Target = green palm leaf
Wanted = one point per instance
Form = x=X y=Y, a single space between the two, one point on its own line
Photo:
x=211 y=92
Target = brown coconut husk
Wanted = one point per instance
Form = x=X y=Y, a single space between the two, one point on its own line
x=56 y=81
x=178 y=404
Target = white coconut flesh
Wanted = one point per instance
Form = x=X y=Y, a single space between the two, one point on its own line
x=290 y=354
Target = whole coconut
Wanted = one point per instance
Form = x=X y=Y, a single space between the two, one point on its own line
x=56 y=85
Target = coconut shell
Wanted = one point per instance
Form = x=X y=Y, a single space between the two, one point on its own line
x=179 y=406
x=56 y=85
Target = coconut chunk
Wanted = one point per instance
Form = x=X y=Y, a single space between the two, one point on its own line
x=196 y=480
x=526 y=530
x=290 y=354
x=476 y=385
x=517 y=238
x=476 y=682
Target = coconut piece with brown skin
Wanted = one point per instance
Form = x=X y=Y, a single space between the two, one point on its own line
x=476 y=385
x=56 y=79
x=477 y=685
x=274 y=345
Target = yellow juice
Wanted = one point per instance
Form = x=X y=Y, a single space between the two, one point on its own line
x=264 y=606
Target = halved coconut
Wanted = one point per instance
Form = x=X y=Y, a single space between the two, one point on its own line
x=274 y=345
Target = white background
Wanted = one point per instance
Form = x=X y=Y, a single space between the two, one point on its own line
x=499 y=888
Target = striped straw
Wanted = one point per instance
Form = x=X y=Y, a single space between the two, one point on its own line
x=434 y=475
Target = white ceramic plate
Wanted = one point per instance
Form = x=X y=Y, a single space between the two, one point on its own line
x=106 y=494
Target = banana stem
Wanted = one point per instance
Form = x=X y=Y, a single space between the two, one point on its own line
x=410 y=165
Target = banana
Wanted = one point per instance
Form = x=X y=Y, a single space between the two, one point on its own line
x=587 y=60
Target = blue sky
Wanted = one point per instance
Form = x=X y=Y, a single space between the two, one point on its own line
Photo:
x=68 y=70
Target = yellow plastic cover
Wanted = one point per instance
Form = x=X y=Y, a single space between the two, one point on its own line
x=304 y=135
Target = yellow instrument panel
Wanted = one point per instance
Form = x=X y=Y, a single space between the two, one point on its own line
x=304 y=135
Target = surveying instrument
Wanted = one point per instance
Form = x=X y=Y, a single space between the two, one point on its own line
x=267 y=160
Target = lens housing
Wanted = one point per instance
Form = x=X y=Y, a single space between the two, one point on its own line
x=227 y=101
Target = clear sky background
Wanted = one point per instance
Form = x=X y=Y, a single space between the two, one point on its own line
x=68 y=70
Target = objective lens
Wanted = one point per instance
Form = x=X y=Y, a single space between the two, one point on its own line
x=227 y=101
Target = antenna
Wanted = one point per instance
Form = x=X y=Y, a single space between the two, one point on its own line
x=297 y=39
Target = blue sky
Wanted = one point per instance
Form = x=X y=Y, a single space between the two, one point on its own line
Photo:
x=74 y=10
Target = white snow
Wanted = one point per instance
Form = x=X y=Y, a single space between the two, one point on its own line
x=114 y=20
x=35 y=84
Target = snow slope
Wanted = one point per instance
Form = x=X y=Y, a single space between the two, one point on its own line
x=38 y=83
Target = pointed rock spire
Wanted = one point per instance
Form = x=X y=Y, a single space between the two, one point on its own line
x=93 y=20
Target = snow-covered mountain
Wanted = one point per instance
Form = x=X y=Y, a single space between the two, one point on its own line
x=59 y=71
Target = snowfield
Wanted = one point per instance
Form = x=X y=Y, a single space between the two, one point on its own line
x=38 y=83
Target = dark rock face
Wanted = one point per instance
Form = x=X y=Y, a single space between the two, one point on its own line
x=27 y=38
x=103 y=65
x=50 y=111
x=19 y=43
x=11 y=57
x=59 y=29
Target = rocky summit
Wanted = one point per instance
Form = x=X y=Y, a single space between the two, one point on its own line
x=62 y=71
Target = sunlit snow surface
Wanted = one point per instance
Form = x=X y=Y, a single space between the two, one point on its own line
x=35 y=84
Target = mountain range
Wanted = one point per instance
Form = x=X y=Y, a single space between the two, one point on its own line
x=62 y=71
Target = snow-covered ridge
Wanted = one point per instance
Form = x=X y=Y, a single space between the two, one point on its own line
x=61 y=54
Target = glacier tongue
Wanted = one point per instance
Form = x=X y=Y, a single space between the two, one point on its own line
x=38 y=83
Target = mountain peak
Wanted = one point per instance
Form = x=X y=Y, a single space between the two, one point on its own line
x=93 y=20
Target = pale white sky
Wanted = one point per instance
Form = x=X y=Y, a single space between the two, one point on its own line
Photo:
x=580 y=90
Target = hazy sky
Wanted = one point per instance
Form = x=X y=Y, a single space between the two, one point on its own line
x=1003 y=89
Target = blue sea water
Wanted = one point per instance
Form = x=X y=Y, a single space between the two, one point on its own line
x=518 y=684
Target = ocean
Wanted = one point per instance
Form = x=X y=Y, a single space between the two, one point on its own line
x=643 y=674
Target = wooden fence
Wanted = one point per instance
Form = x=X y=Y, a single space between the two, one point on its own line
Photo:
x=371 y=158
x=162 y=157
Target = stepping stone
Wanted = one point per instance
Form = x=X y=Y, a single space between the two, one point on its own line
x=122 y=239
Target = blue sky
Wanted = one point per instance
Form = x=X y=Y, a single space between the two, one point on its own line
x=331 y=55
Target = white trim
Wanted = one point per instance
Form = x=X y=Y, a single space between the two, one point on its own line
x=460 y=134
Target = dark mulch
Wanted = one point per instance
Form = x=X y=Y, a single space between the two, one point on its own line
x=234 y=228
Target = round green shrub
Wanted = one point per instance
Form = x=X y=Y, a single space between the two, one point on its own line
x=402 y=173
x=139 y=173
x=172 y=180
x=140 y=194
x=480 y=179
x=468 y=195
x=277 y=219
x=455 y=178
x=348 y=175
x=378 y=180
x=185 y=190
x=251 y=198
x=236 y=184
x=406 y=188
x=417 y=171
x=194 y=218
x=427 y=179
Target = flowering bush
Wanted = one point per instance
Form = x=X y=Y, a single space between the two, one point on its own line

• [The task]: Update the stretch of lines from the one containing "Target = coconut chunk" through the one containing "x=264 y=606" by replacing "per instance" with "for each instance" and leaving everything else unchanged. Return only those lines.

• [Response]:
Target = coconut chunk
Wanted = one point for each instance
Form = x=X y=Y, a single space between the two, one point on its own line
x=196 y=480
x=526 y=530
x=290 y=354
x=476 y=385
x=517 y=238
x=476 y=682
Target = coconut piece with brown skin
Wanted = one point for each instance
Form = x=X y=Y, a single space between the two, one point on its own line
x=476 y=385
x=56 y=79
x=477 y=685
x=274 y=345
Target = yellow juice
Wanted = one point for each instance
Form = x=X y=Y, a single space between the two, one point on its own line
x=264 y=606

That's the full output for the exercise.